Your task
Reproduce word for word the part of the Sachs biography below that runs from "The Millennium Villages" to "and South Sudan.".

Given text
● ● ● ●
Sachss ideas and methods of transition from central planning were successfully adopted throughout the transition economies. He helped Slovenia (1991) and Estonia (1992) to introduce new stable and convertible currencies. Based on Polands success, he was invited first by Soviet President Mikhail Gorbachev and then by Russian President Boris Yeltsin on the transition to a market economy. He served as advisor to Prime Minister Yegor Gaidar and Finance Minister Boris Federov during 1991-93 on macroeconomic policies. He received the Leontief Medal of the Leontief Centre, St. Petersburg, for his contributions to Russias economic reforms.
From the mid-1990s till today, Prof. Sachs has been involved with economic reforms in many parts of Asia, including India and China. He has been a senior advisor to the Indian Government, most recently on the scaling up of primary health care in rural areas (the National Rural Health Mission), a policy that he recommended and helped to promote through the Indian Commission on Macroeconomics and Health. For his broad-based support of Indias economic reforms he was awarded the Padma Bhushan, one of Indias highest honors.
He has similarly engaged with the Chinese Government on many issues of sustainable development, and during 2001-3 worked with senior government officials on Chinas Western Development Strategy. He has authored many scholarly and policy papers on Indias and Chinas economic reforms. Sachs has also worked in other parts of Asia on a number of development and research projects, including in Malaysia, Indonesia, Timor-Leste, Bangladesh, Bhutan, and others. He actively supports Bhutans innovative strategy of Gross National Happiness. He works with the Government of Jordan on a national program of poverty reduction and with the Government of Qatar on education and ICT initiatives throughout the Arab region.
Since 1995, Professor Sachs has been deeply engaged in Africas escape from poverty. He has worked in more than two-dozen African countries, and has advised the African leadership at several African Union summits. In the mid-1990s he worked with senior officials of the Clinton Administration to develop the concept of the African Growth and Opportunity Act (AGOA). He has engaged with dozens of African leaders to promote smallholder agriculture and to fight high disease burdens through strengthened primary health systems. His pioneering ideas on investing in health to break the poverty trap have been widely applied throughout the continent. He currently serves as an advisor to several African governments, including Ethiopia, Ghana, Kenya, Malawi, Mali, Nigeria, Rwanda, Senegal, Tanzania, and Uganda, among others.
The Millennium Villages Project, which he directs, operates in ten African countries, and covers more than 500,000 people. The MVP has achieved notable successes in raising agricultural production, reducing childrens stunting, and cutting child mortality rates, with the results described in several peer-reviewed publications. Its key concepts of integrated rural development to achieve the MDGs are now being applied at national scale in Nigeria and Mali, and are being used by many other countries to help support national anti-poverty programs. He works very closely with the Islamic Development Bank to scale up programs of integrated rural development and sustainable agriculture among the Banks member countries. One such project supports pastoralist communities in the Horn of Africa, with six participating nations: Djibouti, Ethiopia, Somalia, Kenya, Uganda, and South Sudan.
● ● ● ●
Listed records
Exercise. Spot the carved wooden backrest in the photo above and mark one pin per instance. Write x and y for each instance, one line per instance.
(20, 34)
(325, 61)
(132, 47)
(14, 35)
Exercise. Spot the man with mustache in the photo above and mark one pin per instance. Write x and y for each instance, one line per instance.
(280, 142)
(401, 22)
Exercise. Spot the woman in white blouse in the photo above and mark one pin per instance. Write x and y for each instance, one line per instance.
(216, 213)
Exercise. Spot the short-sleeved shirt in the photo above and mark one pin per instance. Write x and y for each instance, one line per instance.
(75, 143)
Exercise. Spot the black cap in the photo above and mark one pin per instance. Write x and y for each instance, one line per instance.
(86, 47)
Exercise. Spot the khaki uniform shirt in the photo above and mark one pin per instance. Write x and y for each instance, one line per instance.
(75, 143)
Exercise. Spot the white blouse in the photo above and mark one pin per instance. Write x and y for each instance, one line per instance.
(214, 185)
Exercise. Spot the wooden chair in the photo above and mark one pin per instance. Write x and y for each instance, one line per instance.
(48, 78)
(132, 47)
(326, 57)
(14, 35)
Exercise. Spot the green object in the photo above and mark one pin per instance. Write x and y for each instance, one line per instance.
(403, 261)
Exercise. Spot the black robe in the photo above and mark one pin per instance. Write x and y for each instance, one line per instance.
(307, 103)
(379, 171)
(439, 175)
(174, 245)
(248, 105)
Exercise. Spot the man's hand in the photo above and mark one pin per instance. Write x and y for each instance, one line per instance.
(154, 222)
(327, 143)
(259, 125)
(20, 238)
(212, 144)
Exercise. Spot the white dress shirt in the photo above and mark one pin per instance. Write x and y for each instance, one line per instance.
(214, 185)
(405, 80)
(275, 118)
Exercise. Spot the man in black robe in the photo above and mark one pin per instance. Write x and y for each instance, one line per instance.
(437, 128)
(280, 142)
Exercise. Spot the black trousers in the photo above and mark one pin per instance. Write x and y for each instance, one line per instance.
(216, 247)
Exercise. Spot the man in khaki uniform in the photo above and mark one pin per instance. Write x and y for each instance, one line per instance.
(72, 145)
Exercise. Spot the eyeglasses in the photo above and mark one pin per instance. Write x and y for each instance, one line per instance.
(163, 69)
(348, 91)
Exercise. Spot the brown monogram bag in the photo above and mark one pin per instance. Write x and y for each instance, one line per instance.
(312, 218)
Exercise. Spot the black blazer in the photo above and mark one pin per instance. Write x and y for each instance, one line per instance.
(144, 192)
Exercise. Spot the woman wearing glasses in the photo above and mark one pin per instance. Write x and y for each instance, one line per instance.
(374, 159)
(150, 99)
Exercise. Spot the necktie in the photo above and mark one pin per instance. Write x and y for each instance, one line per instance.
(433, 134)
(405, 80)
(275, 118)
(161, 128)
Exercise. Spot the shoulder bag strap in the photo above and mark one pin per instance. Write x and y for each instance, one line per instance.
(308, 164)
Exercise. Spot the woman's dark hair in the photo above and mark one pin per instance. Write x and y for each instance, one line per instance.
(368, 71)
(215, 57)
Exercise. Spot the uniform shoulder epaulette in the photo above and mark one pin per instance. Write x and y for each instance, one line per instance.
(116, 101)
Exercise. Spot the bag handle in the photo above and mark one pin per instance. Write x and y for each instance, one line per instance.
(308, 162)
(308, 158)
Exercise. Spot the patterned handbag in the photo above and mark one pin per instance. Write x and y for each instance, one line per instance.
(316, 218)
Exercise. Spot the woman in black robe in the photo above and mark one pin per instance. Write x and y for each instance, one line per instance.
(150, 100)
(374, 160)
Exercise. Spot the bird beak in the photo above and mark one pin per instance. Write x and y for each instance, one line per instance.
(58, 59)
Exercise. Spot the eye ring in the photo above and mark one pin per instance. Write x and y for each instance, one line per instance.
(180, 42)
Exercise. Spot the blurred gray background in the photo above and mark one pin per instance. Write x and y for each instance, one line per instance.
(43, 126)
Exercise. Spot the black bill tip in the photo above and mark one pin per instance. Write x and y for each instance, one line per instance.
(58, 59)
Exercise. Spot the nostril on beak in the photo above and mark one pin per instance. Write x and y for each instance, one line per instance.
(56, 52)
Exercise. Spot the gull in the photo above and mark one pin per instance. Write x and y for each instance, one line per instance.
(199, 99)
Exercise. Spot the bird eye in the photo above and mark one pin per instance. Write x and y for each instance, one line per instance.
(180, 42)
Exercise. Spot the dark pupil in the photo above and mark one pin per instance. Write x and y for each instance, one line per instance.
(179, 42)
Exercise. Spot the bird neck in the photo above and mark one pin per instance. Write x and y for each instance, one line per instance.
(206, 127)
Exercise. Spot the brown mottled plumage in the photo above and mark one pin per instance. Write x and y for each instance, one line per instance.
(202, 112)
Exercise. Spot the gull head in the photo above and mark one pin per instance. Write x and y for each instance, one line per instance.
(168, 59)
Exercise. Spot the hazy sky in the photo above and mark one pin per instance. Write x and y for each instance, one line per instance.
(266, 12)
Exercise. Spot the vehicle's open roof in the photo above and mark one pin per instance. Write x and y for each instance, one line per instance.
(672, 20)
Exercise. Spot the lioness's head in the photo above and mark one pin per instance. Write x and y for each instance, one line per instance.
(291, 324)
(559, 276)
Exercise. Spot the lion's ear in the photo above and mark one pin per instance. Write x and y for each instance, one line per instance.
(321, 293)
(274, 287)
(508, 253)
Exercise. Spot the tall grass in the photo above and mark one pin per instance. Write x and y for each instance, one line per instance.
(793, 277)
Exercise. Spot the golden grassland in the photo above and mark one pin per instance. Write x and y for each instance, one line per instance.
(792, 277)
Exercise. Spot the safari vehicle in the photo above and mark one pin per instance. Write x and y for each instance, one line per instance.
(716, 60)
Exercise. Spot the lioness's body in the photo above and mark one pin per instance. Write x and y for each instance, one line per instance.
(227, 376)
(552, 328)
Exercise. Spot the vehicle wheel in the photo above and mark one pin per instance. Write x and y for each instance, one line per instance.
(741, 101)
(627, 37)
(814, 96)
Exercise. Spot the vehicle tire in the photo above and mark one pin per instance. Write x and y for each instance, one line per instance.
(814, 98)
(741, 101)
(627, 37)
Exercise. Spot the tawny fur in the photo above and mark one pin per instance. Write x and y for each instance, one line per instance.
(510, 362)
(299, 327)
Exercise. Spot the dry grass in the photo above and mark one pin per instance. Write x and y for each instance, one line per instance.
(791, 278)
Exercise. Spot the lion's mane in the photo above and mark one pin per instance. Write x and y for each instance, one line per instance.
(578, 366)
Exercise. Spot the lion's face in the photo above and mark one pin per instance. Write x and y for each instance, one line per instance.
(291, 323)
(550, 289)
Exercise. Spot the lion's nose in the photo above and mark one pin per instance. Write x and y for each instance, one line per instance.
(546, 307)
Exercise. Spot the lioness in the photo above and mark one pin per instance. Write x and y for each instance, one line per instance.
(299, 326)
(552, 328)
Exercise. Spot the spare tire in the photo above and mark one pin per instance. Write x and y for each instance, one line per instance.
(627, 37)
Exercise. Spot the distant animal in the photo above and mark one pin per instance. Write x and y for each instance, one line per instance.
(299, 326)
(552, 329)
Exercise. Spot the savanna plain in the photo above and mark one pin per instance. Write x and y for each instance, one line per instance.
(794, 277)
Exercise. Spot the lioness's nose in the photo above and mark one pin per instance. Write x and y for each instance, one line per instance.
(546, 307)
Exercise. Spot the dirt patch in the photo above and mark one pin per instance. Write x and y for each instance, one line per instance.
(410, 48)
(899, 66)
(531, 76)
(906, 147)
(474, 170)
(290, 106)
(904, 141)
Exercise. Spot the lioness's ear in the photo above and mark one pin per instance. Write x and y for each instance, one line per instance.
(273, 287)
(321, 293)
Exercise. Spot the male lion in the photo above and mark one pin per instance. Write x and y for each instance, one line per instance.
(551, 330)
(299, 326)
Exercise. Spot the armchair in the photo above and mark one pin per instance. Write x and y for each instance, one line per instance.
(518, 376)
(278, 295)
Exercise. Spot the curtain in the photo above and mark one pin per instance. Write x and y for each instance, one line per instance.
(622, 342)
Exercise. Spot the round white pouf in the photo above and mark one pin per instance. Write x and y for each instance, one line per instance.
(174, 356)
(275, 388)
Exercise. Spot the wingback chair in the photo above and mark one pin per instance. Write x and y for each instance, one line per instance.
● ● ● ●
Completed task
The Millennium Villages Project, which he directs, operates in ten African countries, and covers more than 500,000 people. The MVP has achieved notable successes in raising agricultural production, reducing childrens stunting, and cutting child mortality rates, with the results described in several peer-reviewed publications. Its key concepts of integrated rural development to achieve the MDGs are now being applied at national scale in Nigeria and Mali, and are being used by many other countries to help support national anti-poverty programs. He works very closely with the Islamic Development Bank to scale up programs of integrated rural development and sustainable agriculture among the Banks member countries. One such project supports pastoralist communities in the Horn of Africa, with six participating nations: Djibouti, Ethiopia, Somalia, Kenya, Uganda, and South Sudan.